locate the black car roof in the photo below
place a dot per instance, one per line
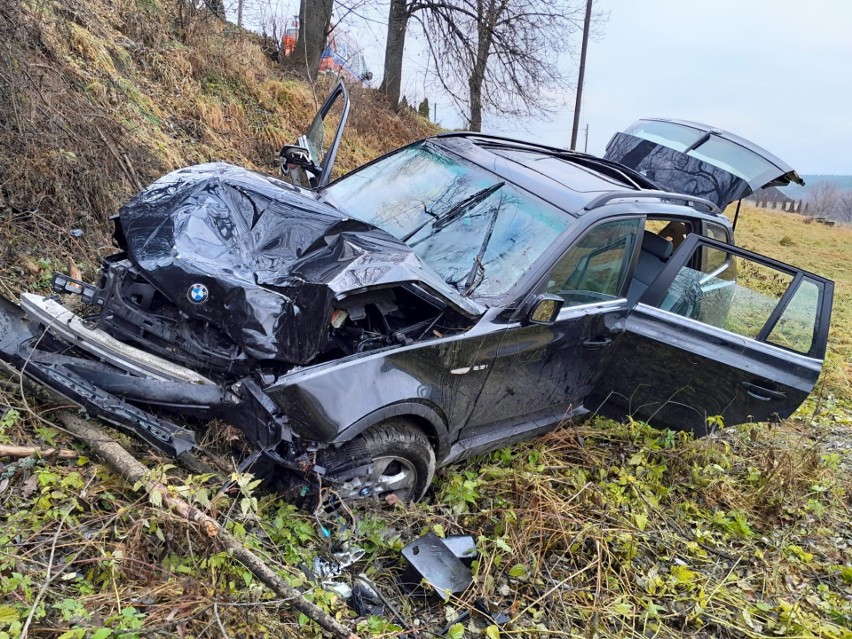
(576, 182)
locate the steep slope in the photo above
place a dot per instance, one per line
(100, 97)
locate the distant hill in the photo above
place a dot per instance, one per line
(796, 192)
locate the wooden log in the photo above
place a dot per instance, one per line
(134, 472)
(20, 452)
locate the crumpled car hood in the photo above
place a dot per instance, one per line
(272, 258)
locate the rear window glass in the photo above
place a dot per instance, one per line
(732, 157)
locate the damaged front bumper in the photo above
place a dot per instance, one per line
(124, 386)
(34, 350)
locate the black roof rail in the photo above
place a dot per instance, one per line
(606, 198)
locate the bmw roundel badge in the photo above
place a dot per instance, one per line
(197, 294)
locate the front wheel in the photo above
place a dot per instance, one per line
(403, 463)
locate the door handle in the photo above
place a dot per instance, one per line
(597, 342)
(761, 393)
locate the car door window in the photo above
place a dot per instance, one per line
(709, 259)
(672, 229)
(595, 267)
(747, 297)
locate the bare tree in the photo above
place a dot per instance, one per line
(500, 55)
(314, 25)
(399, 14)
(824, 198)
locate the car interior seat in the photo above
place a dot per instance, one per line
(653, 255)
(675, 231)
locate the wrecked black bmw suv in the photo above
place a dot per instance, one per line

• **TASK INSTRUCTIONS**:
Transcribe all of the entries word for word, but skip any pictures they contain.

• **COMPLETED TASK**:
locate the black car roof in the photo below
place a dot per instance, one per line
(576, 182)
locate the steep slope in the photo above
place a dot per instance, one per line
(100, 97)
locate the distant hill in the photo above
place a dot per instance, one per line
(796, 192)
locate the wooden log in the photo above
place a dot per instance, one per line
(134, 472)
(20, 452)
locate the crumpled car hood in the photo above
place a dot per instance, one per line
(272, 258)
locate the rear window glass in the photo above
place a dot per instance, one per line
(732, 157)
locate the damaged front bumper in the photo above
place a dot per instance, one per line
(124, 386)
(34, 350)
locate the black roof rail in the photo above
place a dot per instance, one per line
(606, 198)
locate the bmw roundel badge in the photo above
place a dot per instance, one per line
(197, 294)
locate the front wheel in the photo above
place a dot per instance, one per line
(403, 463)
locate the door handle in the photo above
place a dot per instance, one per line
(597, 342)
(761, 393)
locate the car door window in the photo above
place a dot per instance, one per line
(709, 259)
(672, 229)
(595, 267)
(747, 297)
locate the bare tree in the photo above
place a dot per instance, one per line
(500, 55)
(314, 25)
(399, 14)
(824, 198)
locate the car interior seat in the photo above
place a dot per instance, one per line
(653, 255)
(675, 231)
locate the wrecked black bmw suv in the photo above
place a dot per instance, one per line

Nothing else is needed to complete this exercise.